## begin
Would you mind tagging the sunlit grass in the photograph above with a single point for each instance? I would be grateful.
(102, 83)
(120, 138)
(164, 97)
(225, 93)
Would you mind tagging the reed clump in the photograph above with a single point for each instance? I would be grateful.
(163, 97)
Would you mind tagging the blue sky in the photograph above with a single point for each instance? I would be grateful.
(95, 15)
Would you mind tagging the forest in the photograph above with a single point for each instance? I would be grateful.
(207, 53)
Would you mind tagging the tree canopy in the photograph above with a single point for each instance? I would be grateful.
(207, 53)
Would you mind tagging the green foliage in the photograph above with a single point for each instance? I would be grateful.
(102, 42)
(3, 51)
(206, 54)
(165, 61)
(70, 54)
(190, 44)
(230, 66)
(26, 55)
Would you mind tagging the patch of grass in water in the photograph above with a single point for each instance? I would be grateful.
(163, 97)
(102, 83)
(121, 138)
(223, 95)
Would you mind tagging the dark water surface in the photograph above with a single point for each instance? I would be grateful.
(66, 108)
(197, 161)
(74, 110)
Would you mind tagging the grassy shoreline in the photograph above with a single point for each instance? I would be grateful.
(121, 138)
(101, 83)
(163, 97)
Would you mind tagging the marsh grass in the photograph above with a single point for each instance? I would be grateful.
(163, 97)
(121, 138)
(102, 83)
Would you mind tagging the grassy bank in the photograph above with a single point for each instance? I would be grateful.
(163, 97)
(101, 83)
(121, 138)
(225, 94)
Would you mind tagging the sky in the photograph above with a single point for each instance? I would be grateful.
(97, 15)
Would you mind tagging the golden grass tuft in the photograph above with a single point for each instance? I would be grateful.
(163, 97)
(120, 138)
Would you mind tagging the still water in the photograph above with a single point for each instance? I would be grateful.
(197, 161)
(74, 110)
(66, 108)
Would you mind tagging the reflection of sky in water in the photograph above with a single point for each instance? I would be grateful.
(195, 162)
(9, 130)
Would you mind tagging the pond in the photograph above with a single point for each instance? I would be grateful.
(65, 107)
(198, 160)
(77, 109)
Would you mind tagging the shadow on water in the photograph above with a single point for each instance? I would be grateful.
## end
> WHAT YOU WILL DO
Only the lines from the one containing "Would you mind tagging the blue" to the end of the listing belong in the output, each reproduced exactly.

> TASK RESULT
Would you mind tagging the blue sky in the photograph above with a single point for each instance? I would be grateful.
(95, 15)
Would you mind tagging the forest in the photograph above with a single point for each instance? I would be grateful.
(207, 53)
Would you mind tagging the tree canopy in the photograph above with a single point for each instance? I would be grateful.
(207, 53)
Would you mind tagging the green foliage in the photograph above with a single point for each instance? I would be grateful.
(102, 42)
(3, 51)
(206, 54)
(165, 61)
(70, 54)
(190, 44)
(230, 66)
(26, 55)
Would you mind tagging the patch of grass in water in the photograph above with a single point for each instance? I would be grateful.
(163, 97)
(102, 83)
(121, 138)
(223, 95)
Would you mind tagging the dark water surface in the photograph above with a single point for each instance? I would be grateful.
(66, 108)
(197, 161)
(74, 110)
Would you mind tagging the grassy shoreline in the photograph above with a single point for each instance? I would be grateful.
(121, 138)
(101, 83)
(163, 97)
Would you mind tagging the marsh grass in the photograph above with a single point for each instance? I would be grateful.
(163, 97)
(121, 138)
(102, 83)
Would you mind tagging the grassy bank in the photograph above with a single point for each instance? I would be grateful.
(163, 97)
(101, 83)
(121, 138)
(225, 94)
Would you mind tagging the sky in the photograph above with a single point for each instance? I would be grateful.
(97, 15)
Would you mind tagging the golden grass tuft in the photograph above with a single point for each instance? I would be grateful.
(163, 97)
(120, 138)
Would you mind tagging the still water in the photograph above with a single point for each instance? I would be grateful.
(197, 161)
(74, 110)
(66, 108)
Would you mind tagging the reflection of sky in water in the photograph above with a single point for each instance? I would be grateful.
(195, 162)
(9, 130)
Would you mind tagging the pond in the photograph above with a single point for each instance? I would be grateful.
(65, 107)
(198, 160)
(77, 109)
Would you mind tagging the shadow on water in the photograph above with a single point for each instance? I would be grateful.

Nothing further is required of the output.